TASK DIRECTIONS:
Rewrite every line of the entries below as a numbered list, omitting any blank lines.

ENTRIES SUPPLIED:
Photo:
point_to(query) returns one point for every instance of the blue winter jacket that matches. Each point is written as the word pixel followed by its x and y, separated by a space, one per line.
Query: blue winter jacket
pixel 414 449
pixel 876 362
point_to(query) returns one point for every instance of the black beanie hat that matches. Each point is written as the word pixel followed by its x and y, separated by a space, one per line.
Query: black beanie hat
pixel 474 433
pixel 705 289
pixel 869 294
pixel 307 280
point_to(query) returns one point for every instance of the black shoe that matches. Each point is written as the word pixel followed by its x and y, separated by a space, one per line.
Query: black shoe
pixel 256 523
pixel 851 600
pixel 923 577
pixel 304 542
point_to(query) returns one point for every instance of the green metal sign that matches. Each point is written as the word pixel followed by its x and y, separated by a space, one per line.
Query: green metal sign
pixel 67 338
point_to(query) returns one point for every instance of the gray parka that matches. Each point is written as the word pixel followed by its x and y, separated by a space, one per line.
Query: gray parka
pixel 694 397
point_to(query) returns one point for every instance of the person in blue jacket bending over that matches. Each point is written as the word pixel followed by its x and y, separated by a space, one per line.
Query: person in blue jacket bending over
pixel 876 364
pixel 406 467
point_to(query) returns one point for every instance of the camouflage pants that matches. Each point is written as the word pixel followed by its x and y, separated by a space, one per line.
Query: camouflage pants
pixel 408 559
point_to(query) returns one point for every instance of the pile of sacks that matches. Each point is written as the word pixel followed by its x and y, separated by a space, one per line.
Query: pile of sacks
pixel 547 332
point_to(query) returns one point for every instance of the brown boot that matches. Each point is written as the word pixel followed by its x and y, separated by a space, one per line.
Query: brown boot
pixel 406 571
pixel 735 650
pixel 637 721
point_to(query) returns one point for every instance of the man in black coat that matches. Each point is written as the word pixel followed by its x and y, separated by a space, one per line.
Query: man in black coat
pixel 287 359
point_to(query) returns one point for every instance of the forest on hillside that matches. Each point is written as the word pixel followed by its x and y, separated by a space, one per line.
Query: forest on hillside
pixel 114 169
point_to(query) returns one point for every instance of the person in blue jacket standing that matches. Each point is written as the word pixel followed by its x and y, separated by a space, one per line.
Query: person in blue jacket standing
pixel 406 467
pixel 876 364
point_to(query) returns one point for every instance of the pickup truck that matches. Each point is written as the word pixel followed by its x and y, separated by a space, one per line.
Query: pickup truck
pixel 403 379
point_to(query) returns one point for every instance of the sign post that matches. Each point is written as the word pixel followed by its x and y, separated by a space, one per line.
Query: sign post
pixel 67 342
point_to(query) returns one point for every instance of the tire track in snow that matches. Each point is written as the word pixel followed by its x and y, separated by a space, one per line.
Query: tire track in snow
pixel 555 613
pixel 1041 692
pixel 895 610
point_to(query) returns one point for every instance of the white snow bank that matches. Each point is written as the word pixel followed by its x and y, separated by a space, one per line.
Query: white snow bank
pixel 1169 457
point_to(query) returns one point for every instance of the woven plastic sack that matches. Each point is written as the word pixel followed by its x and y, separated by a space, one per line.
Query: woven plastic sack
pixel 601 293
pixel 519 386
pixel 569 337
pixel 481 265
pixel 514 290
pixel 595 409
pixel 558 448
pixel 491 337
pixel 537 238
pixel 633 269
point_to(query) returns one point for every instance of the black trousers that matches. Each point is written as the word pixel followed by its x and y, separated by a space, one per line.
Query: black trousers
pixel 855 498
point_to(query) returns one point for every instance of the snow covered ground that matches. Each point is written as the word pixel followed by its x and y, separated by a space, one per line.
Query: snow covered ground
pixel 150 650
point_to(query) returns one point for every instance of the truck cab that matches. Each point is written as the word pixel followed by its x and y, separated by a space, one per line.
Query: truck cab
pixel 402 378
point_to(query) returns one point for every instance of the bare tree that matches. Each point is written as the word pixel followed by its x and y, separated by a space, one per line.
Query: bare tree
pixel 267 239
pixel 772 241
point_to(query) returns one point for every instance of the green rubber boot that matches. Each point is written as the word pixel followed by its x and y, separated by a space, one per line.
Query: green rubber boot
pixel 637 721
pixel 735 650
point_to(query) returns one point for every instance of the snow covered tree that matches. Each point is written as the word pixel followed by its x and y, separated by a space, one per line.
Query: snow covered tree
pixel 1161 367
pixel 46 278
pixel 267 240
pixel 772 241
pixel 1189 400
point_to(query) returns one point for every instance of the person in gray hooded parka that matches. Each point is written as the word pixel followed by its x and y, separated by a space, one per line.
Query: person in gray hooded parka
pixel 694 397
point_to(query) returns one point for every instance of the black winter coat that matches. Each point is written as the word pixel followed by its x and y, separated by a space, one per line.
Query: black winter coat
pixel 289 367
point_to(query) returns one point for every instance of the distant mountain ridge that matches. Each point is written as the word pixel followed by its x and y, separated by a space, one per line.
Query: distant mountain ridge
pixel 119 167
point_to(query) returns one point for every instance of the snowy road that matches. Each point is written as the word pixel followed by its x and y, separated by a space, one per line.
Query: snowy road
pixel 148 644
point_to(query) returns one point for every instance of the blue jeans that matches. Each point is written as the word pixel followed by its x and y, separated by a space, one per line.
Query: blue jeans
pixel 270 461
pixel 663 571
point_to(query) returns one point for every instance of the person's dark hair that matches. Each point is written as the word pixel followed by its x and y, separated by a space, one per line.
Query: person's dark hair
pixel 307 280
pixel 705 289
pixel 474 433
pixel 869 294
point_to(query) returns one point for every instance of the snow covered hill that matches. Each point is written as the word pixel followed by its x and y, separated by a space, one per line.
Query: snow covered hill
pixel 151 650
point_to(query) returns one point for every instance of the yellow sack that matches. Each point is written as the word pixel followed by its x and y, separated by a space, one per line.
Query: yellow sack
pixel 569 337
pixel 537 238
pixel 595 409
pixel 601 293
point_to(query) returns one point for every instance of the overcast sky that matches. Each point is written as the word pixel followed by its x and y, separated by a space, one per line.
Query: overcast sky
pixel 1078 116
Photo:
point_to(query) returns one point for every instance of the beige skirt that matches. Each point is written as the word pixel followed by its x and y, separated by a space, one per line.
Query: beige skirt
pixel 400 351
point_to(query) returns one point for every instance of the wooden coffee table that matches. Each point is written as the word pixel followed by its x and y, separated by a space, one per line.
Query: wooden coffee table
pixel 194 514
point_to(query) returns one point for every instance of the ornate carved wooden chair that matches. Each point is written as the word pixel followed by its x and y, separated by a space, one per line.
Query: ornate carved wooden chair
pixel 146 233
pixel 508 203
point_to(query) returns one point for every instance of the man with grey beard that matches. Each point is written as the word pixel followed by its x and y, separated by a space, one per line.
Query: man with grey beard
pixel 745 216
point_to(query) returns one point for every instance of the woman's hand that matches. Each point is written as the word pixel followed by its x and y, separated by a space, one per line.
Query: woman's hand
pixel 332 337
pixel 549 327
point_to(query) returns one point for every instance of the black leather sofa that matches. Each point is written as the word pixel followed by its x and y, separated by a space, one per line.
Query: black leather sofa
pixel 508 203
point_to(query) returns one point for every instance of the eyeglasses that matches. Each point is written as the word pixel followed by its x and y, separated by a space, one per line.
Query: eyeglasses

WRITTEN SOLUTION:
1. Photo:
2. point_to(query) returns one point for every instance of the blue winter jacket that matches. Each point is written as the word pixel followed by its x and y, separated by a space, one per line.
3. Query: blue winter jacket
4. pixel 414 449
5. pixel 876 362
6. point_to(query) returns one point for every instance of the black beanie hat that matches. Each point is written as the word pixel followed by its x and y, separated by a space, one per line.
7. Query: black beanie hat
8. pixel 474 433
9. pixel 705 289
10. pixel 869 294
11. pixel 307 280
12. point_to(query) returns one point for every instance of the black shoe that matches. Each point is written as the word pixel followed by its x and y, separated by a space, one per line.
13. Query: black shoe
14. pixel 256 523
15. pixel 851 600
16. pixel 923 577
17. pixel 304 542
18. point_to(query) returns one point for every instance of the green metal sign that matches. Each point is written as the word pixel followed by its x and y, separated by a space, one per line.
19. Query: green metal sign
20. pixel 67 338
21. point_to(query) returns one point for every instance of the gray parka that matches. Each point is written as the word pixel followed by its x and y, separated by a space, one per line.
22. Query: gray parka
23. pixel 694 397
24. point_to(query) returns one point for every instance of the person in blue jacket bending over that matches. Each point is written as the word pixel followed by its x and y, separated by a space, one per line.
25. Query: person in blue jacket bending over
26. pixel 876 364
27. pixel 406 467
28. point_to(query) returns one point for every instance of the camouflage pants that matches. Each point is written as the word pixel followed by its x and y, separated by a space, one per line.
29. Query: camouflage pants
30. pixel 408 559
31. point_to(query) returns one point for every instance of the pile of sacks that matches. Each point is written as the word pixel followed by its x and y, separated by a space, one per line.
32. Query: pile of sacks
33. pixel 547 332
34. point_to(query) returns one point for every instance of the brown boot that matches. Each point is written as the word pixel followed by its x and y, separated by a space, one per line.
35. Query: brown boot
36. pixel 406 571
37. pixel 735 650
38. pixel 637 721
39. point_to(query) returns one point for every instance of the man in black coat that matches. Each point is written as the word pixel followed by its x and y, separated by a space, one per line.
40. Query: man in black coat
41. pixel 287 359
42. point_to(query) returns one point for every instance of the forest on hillside that matches. Each point is written as the word pixel followed by its x and y, separated by a space, one per line.
43. Query: forest on hillside
44. pixel 114 169
45. point_to(query) returns one point for every instance of the person in blue jacket standing that matches. Each point is written as the word pixel followed by its x and y, separated by a space, one per line.
46. Query: person in blue jacket standing
47. pixel 406 467
48. pixel 876 364
49. point_to(query) returns one point for every instance of the pickup truck that matches. Each point is written as the word pixel followed by its x and y, separated by a space, one per line.
50. Query: pickup truck
51. pixel 403 379
52. point_to(query) returns one point for every instance of the sign post that matches. Each point is written as the word pixel followed by its x and y, separated by a space, one per line.
53. Query: sign post
54. pixel 67 342
55. point_to(query) returns one point for every instance of the tire track in snow that matches. Each point is written as the word pixel followed by its x and y, separated by a space, one per line.
56. Query: tire track in snow
57. pixel 555 613
58. pixel 1041 692
59. pixel 895 610
60. point_to(query) returns one point for every instance of the white snow bank that matches. Each point is written as the word pixel followed by its x and y, separated by a space, one per line.
61. Query: white snow bank
62. pixel 1169 457
63. point_to(query) returns one point for every instance of the woven plastic sack that matches. Each point is written as the word pixel followed by its x and y, separated by a space, one per line.
64. Query: woven plastic sack
65. pixel 601 293
66. pixel 519 386
67. pixel 569 337
68. pixel 481 265
69. pixel 514 290
70. pixel 595 409
71. pixel 558 448
72. pixel 491 337
73. pixel 537 238
74. pixel 633 269
75. point_to(query) returns one point for every instance of the black trousers that matches. Each point is written as the word pixel followed by its x and y, separated by a space, one per line.
76. Query: black trousers
77. pixel 855 498
78. point_to(query) returns one point for every instance of the snow covered ground that matches. Each point is written as the word pixel followed by its x and y, separated by a space, one per line.
79. Query: snow covered ground
80. pixel 150 650
81. point_to(query) returns one point for every instance of the truck cab that matches. Each point is written as the word pixel followed by its x and y, separated by a space, one per line.
82. Query: truck cab
83. pixel 402 378
84. point_to(query) returns one point for every instance of the bare tree that matches. Each point is written as the word pixel followed by its x and y, separated by a space, one per line.
85. Query: bare tree
86. pixel 267 239
87. pixel 772 241
88. point_to(query) returns one point for every instance of the green rubber boot that matches. Each point is written as the word pixel followed by its x and y, separated by a space, one per line.
89. Query: green rubber boot
90. pixel 637 721
91. pixel 735 650
92. point_to(query) returns one point for every instance of the snow covered tree that matches. Each point is written as the word pixel followed by its x and y, separated by a space, one per line.
93. Query: snow covered tree
94. pixel 1161 367
95. pixel 46 278
96. pixel 267 240
97. pixel 772 241
98. pixel 1189 400
99. point_to(query) returns one point for every instance of the person in gray hooded parka that matches. Each point is written as the word pixel followed by its x and y, separated by a space, one per line.
100. Query: person in gray hooded parka
101. pixel 694 397
102. point_to(query) returns one point for every instance of the black winter coat that matches. Each point is written as the word pixel followed by its x and y, separated by a space, one per line.
103. Query: black winter coat
104. pixel 289 367
105. point_to(query) returns one point for every instance of the distant mountain ridge that matches. Each point is written as the word pixel followed by its x and y, separated by a space, one per line.
106. Query: distant mountain ridge
107. pixel 119 167
108. point_to(query) returns one point for every instance of the snowy road that matches. Each point is written as the word pixel followed by its x and y, separated by a space, one per line.
109. Query: snowy road
110. pixel 148 644
111. point_to(query) returns one point for every instance of the blue jeans that matches. Each point is written as the word pixel followed by its x and y, separated by a space, one per line.
112. Query: blue jeans
113. pixel 270 461
114. pixel 663 571
115. point_to(query) returns one point for every instance of the person's dark hair that matches. Each point is written as the word pixel followed by its x and y, separated by a space, one per line.
116. Query: person's dark hair
117. pixel 307 280
118. pixel 705 289
119. pixel 474 433
120. pixel 869 294
121. point_to(query) returns one point for every instance of the snow covered hill that matches. Each point is written as the word pixel followed by its x and y, separated by a space, one per line.
122. Query: snow covered hill
123. pixel 151 650
124. point_to(query) returns one point for every instance of the yellow sack that matches. Each point is written as the word pixel followed by its x and y, separated by a space, one per line.
125. Query: yellow sack
126. pixel 569 337
127. pixel 537 238
128. pixel 595 409
129. pixel 601 293
130. point_to(query) returns one point for every instance of the overcast sky that matches. Each point is written as the word pixel followed by its x and y, separated by a space, one per line.
131. Query: overcast sky
132. pixel 1078 116
133. Photo:
134. point_to(query) returns one point for every instance of the beige skirt that matches. Each point is written as the word pixel followed by its x and y, separated by a space, one per line.
135. Query: beige skirt
136. pixel 400 351
137. point_to(query) returns one point for every instance of the wooden coffee table that matches. Each point is written as the word pixel followed by its x and y, separated by a space, one per line.
138. Query: wooden coffee table
139. pixel 194 514
140. point_to(query) returns one point for every instance of the ornate carved wooden chair that matches. Each point is written as the word pixel followed by its x and y, separated by a space, one per line.
141. Query: ornate carved wooden chair
142. pixel 146 233
143. pixel 508 203
144. point_to(query) returns one point for every instance of the man with grey beard that matches. Each point is written as the word pixel followed by its x and y, separated by a space, one per line.
145. Query: man with grey beard
146. pixel 745 216
147. point_to(query) returns one point for every instance of the woman's hand that matches. Each point is written as the word pixel followed by its x and y, separated by a space, one per line.
148. Query: woman's hand
149. pixel 332 337
150. pixel 549 327
151. point_to(query) returns one point for every instance of the black leather sofa that matches. Each point is written as the word pixel followed by its x and y, separated by a space, one per line.
152. Query: black leather sofa
153. pixel 508 203
154. point_to(query) returns one point for every instance of the eyeglasses that matches. Each point is written as the word pixel followed by its x and y, separated by a space, one per line.
155. Query: eyeglasses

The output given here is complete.